Brautigan made a folded poster paper mock-up of the book he had in mind, drawing the cover in crayon. His childlike sketch showed a black horse surrounded by carrots and flowers, happy bursts of red, yellow, and green. Richard crayoned his name and the title on the cover and typed the eight poems on slips of three-by-five paper. He typed planting instructions on eight similar-sized slips and created dummy seed packets by taping them together. On the back cover, using a thin-tipped Magic Marker, Brautigan wrote, “This Book is FREE.”
Richard kept busy raising funds for his giveaway seed-packet poetry project with the actual production still months in the future. Bruce Conner's campaign for San Francisco city supervisor existed in a similar state of flux. While supporting himself as a janitor and a salesman in a knickknack shop, Conner made time for politics, giving speeches that consisted entirely of long lists of
deserts, his run for office partly an art project. A serious side to his electioneering included intense opposition to the war in Vietnam.
Edmund Shea had originally filed for the position but had to drop out of politics after he was busted. Bruce took over in his place. Edmund assisted the campaign by handling the photography for two political posters. One depicted Conner as a baby. The other showed the artist painting an elephant. Bruce Conner also enlisted Richard Brautigan and the Diggers to help. Conner and Peter Berg had been talking about peace and how to achieve that impossible goal. “We were discussing this about the end of the war,” Conner recalled, “and the thing to do to end the war was to
end
it and tell everybody it's ended and to celebrate its end and put into people's minds the concept of the war is over.”

EXERCISE BRIEF:
Please resume the passage about Richard Brautigan and Bruce Conner's campaign, starting after its final sentence.

THE DATA:
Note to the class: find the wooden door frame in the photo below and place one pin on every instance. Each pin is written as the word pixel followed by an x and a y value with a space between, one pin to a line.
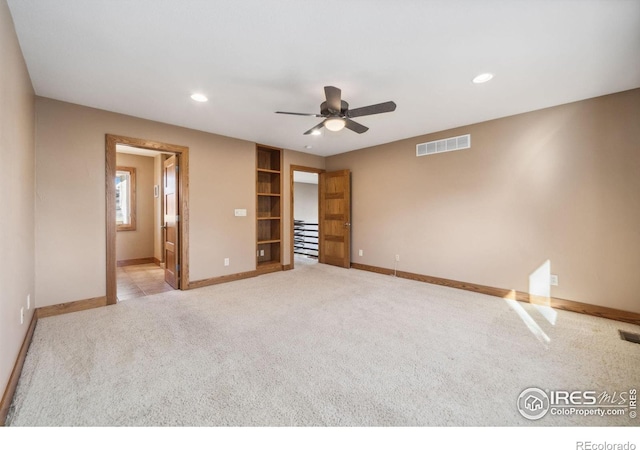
pixel 110 194
pixel 294 168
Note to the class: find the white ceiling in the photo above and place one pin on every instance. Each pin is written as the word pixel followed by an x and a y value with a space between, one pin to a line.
pixel 305 177
pixel 253 57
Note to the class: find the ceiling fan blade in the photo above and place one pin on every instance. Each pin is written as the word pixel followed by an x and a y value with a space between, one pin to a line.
pixel 354 126
pixel 317 127
pixel 334 100
pixel 299 114
pixel 373 109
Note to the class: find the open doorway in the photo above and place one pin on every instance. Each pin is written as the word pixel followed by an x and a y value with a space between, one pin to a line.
pixel 147 217
pixel 140 240
pixel 305 206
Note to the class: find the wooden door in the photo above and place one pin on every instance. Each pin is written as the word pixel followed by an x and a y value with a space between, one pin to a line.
pixel 335 218
pixel 171 218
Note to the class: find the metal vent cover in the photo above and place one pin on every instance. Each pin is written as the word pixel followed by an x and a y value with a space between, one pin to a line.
pixel 628 336
pixel 444 145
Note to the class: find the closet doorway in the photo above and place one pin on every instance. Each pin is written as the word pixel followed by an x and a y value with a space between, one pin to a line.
pixel 305 209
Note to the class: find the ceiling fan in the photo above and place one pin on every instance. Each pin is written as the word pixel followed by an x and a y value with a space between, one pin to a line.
pixel 337 115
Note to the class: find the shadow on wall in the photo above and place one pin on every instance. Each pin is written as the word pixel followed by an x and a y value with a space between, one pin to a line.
pixel 540 289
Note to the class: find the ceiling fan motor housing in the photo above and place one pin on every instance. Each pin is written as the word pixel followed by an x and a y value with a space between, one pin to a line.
pixel 324 110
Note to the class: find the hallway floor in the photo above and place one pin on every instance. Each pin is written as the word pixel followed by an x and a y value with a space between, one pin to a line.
pixel 140 281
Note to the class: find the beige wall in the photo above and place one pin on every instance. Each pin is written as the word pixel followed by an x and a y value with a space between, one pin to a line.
pixel 70 152
pixel 139 243
pixel 17 123
pixel 560 184
pixel 305 206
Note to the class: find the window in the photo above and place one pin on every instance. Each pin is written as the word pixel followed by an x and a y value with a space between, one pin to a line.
pixel 125 198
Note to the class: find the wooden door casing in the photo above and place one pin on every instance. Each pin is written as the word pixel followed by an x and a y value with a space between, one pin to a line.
pixel 171 217
pixel 335 218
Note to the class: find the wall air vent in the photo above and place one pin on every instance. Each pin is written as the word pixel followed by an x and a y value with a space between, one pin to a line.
pixel 444 145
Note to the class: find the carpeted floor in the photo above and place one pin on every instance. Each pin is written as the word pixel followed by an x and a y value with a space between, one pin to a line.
pixel 316 346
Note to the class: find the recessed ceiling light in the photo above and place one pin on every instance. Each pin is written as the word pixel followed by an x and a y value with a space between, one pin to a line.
pixel 483 78
pixel 199 98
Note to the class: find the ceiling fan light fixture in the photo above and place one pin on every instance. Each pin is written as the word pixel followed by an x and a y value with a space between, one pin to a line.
pixel 334 124
pixel 483 78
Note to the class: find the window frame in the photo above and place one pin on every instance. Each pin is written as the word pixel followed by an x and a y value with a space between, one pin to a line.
pixel 131 191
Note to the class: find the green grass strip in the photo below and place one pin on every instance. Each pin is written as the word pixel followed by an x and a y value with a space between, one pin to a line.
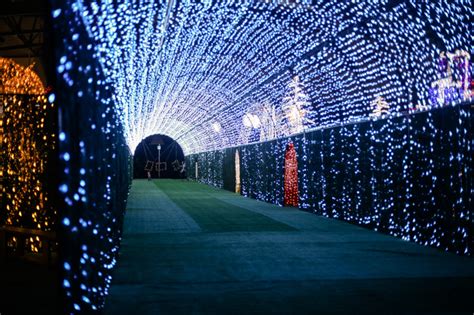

RESULT OF THIS EXERCISE:
Peter Berg “and some of the other people who liked to organize such things” focused on “interior theater” and enlisted the Straight Theater for the event. Brautigan wrote a speech for the occasion. The text no longer survives, but Conner remembered it to be, “like many of Richard's things,” no more than twenty-five words in length. Brautigan had another publicity idea for Conner's campaign. In 1964, the artist exhibited a group of thirteen canvases, the
Touch/Do Not Touch
series, at the Batman Gallery. Twelve of the uniform black-framed artworks (which Conner was careful never to touch) contained the information do not touch in “museum-sized lettering.” On the thirteenth, the same size as the others, Conner applied transfer letters spelling out touch and covered the work with a sheet of glass. Three years later, Richard Brautigan's brainstorm was to photograph the words “Do Not Touch” and reproduce them on sheets of paper.
Bruce Conner took a picture of the center of his work. “We printed them on hundreds of little file cards.” At the Straight Theater before Conner spoke, Richard handed out the “Do Not Touch” cards like political flyers. “I'm going up to the balcony,” he told the artist, “and after your speech I'm going to disperse them to everyone. It's a grand gesture.” True to his word, Brautigan stood at the balcony rail and, when Bruce Conner finished speaking, tossed the remaining cards into the air, and they showered down, fluttering onto the crowd like a pasteboard snowstorm. “They were all over the floor, and virtually nobody picked them up,” Conner recalled. “It was sort of a mystery to me why he had chosen to do that.” Bruce Conner did not win a seat on the San Francisco Board of Supervisors, but his artist's antiwar campaign possessed a certain oddball appeal, enough to garner him over five thousand votes.